• [PROBLEM TO WORK ON] Copy, in full, each line of the material that holds the word "baseball".

——

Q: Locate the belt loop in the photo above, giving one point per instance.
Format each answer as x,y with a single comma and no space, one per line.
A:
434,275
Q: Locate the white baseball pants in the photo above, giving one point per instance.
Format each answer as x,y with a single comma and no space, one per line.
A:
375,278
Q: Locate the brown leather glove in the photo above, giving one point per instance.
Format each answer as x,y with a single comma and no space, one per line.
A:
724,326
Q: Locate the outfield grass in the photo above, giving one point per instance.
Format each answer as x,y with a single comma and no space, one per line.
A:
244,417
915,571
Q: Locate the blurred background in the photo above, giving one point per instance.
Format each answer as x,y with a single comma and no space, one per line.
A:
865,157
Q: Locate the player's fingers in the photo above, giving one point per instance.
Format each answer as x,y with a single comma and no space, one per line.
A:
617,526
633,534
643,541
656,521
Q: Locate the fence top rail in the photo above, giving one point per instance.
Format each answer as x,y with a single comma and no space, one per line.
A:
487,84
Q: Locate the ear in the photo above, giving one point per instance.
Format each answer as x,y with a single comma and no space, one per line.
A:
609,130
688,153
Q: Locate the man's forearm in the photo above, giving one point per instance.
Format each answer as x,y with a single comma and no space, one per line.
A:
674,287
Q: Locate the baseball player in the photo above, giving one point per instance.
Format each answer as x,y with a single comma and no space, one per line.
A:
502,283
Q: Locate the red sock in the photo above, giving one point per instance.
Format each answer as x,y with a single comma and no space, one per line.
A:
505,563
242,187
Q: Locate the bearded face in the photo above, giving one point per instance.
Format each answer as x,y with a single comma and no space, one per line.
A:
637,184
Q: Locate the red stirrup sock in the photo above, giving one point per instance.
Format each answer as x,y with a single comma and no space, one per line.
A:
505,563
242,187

——

• [OUTPUT]
Q: Locate the white baseball pants in the photo above, giving one point per instance.
Q: Locate the baseball player in the photo above, giving one point per instance.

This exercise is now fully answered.